EXTRACTED RECORDS
━━━━━━━━━━━━━━━━━━━━

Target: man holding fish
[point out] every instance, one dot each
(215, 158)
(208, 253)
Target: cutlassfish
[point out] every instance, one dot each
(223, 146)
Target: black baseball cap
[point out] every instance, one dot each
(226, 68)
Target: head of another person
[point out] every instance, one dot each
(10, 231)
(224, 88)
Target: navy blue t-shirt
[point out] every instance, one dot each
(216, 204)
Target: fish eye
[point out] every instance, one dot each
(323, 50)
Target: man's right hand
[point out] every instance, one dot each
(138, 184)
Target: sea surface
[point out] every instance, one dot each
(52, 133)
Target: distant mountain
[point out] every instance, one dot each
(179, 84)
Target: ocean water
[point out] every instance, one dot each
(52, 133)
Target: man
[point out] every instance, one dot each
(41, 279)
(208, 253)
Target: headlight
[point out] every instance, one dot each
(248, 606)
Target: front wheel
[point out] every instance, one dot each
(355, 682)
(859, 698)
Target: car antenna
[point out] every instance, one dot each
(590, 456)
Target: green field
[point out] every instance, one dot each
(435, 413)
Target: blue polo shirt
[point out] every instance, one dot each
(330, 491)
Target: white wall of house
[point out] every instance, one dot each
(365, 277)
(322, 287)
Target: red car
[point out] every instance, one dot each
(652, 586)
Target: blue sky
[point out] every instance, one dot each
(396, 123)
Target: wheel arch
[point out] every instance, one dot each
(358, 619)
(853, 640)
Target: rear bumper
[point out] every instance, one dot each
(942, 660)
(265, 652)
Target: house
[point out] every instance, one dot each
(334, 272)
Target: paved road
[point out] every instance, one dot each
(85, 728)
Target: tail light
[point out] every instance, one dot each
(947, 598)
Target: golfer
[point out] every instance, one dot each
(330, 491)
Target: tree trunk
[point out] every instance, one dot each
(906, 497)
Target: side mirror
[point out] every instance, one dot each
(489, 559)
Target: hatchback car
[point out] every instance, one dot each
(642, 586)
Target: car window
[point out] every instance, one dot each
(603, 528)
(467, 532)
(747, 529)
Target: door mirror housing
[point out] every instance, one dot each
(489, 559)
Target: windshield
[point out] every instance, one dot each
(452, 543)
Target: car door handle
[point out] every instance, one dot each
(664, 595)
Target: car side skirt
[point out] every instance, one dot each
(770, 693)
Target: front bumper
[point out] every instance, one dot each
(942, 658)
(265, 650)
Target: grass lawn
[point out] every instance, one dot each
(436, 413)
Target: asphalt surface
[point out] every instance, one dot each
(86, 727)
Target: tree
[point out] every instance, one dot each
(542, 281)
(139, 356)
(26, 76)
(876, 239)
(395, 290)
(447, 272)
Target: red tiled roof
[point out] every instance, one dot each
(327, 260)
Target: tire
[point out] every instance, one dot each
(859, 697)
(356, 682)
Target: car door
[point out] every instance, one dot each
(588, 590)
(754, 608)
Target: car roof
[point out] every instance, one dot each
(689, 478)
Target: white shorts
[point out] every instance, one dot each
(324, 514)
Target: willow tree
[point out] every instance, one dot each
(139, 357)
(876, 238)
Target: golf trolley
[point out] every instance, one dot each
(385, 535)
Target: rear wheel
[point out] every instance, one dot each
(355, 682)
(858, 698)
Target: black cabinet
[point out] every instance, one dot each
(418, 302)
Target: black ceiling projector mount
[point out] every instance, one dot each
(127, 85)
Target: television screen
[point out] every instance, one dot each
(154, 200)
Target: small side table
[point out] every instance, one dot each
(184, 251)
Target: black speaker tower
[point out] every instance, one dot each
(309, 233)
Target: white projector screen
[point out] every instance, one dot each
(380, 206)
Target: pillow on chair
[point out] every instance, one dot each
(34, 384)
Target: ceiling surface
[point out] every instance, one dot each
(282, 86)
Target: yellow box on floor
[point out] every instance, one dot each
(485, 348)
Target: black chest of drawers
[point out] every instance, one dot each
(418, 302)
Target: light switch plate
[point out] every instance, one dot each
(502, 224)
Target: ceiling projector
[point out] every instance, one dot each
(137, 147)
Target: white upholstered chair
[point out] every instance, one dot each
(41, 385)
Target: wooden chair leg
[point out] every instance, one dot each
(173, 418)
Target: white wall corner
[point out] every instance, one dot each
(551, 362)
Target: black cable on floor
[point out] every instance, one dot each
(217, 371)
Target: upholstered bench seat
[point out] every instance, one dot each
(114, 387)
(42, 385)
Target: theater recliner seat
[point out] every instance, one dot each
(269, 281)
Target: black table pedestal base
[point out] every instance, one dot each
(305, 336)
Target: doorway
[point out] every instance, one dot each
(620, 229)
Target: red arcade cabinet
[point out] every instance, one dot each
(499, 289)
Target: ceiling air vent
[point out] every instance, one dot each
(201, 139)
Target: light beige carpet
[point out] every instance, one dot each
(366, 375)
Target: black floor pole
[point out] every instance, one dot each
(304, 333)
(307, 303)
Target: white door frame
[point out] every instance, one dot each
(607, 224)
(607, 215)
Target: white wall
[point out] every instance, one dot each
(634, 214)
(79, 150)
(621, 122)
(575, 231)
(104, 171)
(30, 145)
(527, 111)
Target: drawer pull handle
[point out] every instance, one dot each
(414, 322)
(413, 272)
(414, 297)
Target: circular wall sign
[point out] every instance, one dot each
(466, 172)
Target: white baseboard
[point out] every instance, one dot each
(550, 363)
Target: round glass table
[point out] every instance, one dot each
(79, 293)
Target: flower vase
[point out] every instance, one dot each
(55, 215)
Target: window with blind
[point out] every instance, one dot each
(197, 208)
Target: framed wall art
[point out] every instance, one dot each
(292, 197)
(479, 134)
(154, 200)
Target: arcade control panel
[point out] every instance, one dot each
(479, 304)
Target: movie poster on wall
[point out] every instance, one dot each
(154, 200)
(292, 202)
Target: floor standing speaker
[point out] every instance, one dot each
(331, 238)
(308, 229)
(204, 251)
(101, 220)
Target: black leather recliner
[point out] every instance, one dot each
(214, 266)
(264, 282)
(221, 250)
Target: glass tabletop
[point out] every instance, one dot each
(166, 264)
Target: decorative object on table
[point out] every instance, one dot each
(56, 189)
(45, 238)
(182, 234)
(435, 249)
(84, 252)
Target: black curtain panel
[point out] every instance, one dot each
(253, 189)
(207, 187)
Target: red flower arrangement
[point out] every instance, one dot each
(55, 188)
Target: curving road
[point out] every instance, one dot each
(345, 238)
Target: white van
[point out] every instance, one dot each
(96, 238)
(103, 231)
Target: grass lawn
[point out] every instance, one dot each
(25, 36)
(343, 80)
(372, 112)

━━━━━━━━━━━━━━━━━━━━

WORK TO COMPLETE
Begin with the line that contains "Target: window with blind" and set down each line exactly until the records above end, including the final line.

TASK OUTPUT
Target: window with blind
[point out] every instance, one dot each
(197, 208)
Target: framed wall art
[point out] every instance, one dot each
(292, 197)
(479, 134)
(154, 200)
Target: arcade control panel
[point out] every instance, one dot each
(479, 304)
Target: movie poster on wall
[point out] every instance, one dot each
(154, 200)
(292, 202)
Target: floor standing speaker
[point out] every instance, one dot each
(331, 238)
(308, 229)
(204, 251)
(101, 220)
Target: black leather recliner
[point out] every instance, one dot each
(214, 266)
(264, 282)
(221, 250)
Target: glass tabletop
[point out] every instance, one dot each
(166, 264)
Target: decorative object on table
[point out] every instance, one dot each
(56, 189)
(45, 238)
(182, 234)
(435, 249)
(84, 252)
Target: black curtain panel
[point out] every instance, one dot each
(253, 189)
(207, 187)
Target: red flower arrangement
[point out] every instance, one dot each
(55, 188)
Target: curving road
[point out] every instance, one dot each
(345, 238)
Target: white van
[point out] every instance, one dot each
(96, 238)
(103, 231)
Target: grass lawn
[point out] every instance, one dot each
(25, 36)
(343, 80)
(372, 112)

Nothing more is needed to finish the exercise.